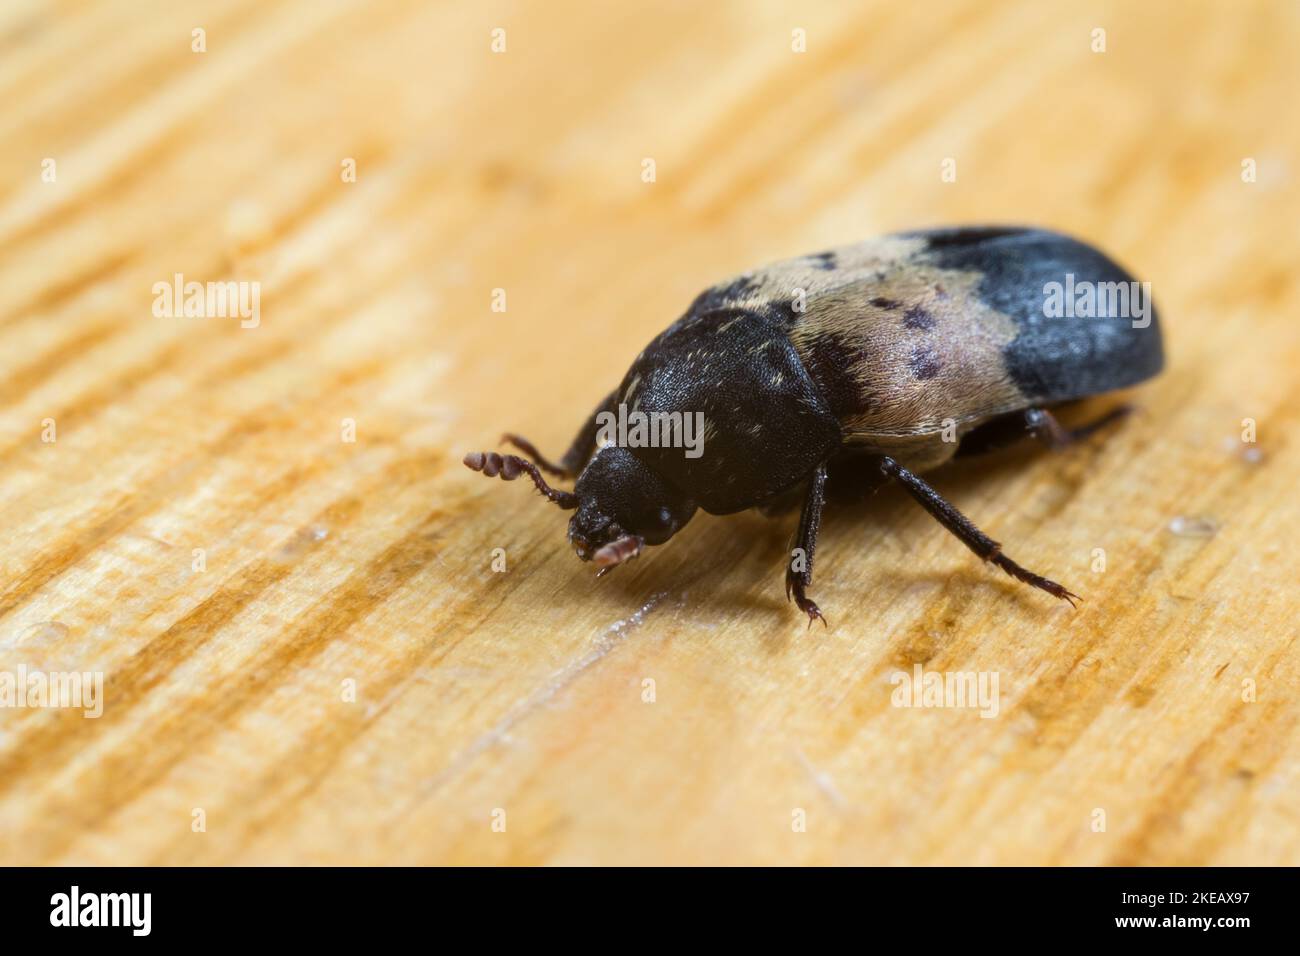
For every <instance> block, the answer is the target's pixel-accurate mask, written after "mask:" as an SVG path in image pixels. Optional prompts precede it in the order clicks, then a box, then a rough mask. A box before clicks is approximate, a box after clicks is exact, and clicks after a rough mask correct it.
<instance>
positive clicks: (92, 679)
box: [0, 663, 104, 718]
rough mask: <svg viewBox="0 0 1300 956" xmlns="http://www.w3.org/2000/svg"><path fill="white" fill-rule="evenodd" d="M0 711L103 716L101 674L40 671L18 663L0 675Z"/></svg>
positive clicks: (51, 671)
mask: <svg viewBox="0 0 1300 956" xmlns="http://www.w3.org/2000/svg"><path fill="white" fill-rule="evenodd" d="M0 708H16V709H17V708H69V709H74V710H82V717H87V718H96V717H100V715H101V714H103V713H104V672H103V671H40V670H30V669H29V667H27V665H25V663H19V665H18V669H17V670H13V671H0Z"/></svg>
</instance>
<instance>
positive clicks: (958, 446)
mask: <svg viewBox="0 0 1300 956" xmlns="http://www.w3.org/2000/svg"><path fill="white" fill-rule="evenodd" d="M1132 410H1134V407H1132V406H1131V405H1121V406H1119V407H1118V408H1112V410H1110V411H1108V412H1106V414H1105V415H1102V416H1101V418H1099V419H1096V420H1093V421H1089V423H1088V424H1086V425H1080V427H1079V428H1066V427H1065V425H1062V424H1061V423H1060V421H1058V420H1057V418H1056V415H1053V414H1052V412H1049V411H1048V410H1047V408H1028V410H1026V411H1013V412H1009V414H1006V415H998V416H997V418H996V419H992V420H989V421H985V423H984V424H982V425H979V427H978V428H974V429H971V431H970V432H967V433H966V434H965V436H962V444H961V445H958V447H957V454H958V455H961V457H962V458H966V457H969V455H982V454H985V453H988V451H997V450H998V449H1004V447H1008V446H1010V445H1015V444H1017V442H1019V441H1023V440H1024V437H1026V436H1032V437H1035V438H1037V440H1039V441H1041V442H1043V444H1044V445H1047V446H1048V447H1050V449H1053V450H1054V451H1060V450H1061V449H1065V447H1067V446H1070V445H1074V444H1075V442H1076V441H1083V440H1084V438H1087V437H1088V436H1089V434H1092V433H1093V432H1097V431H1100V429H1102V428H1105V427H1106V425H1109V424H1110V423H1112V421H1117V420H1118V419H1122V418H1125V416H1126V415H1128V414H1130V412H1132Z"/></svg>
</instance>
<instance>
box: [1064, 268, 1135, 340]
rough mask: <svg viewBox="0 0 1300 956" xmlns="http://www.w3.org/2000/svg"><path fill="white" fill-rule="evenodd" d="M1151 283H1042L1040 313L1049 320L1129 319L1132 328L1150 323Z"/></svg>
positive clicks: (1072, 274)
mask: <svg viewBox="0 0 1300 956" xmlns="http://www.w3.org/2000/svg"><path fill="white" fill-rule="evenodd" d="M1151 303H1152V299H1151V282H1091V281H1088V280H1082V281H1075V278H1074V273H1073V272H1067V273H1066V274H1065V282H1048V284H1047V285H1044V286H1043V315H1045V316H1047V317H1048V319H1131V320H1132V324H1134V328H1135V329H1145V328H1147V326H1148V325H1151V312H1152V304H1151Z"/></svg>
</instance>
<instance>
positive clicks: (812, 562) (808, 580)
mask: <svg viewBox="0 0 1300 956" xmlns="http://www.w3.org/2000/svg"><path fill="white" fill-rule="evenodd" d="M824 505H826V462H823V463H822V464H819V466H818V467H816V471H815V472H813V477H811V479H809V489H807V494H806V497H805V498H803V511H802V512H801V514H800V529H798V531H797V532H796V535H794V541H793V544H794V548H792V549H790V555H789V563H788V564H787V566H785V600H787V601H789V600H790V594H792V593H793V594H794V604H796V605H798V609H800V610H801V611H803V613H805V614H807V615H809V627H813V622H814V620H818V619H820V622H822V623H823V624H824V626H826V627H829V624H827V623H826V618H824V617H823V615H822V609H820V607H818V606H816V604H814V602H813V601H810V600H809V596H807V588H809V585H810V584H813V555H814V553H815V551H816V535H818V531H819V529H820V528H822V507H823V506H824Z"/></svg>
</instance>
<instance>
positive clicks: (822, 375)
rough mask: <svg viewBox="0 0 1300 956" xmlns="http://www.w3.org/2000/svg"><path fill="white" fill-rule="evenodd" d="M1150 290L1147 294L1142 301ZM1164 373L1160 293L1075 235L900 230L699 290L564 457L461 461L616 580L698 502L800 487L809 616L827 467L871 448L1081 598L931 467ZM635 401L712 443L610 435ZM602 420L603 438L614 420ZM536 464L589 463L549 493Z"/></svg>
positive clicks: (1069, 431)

▶ PROMPT
Set down again, word for word, the stretch of records from the line with "box: [1064, 268, 1135, 340]" to the line with "283H1042L1040 313L1049 320L1129", both of those lines included.

▶ RESPONSE
box: [1064, 268, 1135, 340]
rough mask: <svg viewBox="0 0 1300 956" xmlns="http://www.w3.org/2000/svg"><path fill="white" fill-rule="evenodd" d="M1151 283H1042L1040 313L1049 320L1129 319L1132 328L1150 323Z"/></svg>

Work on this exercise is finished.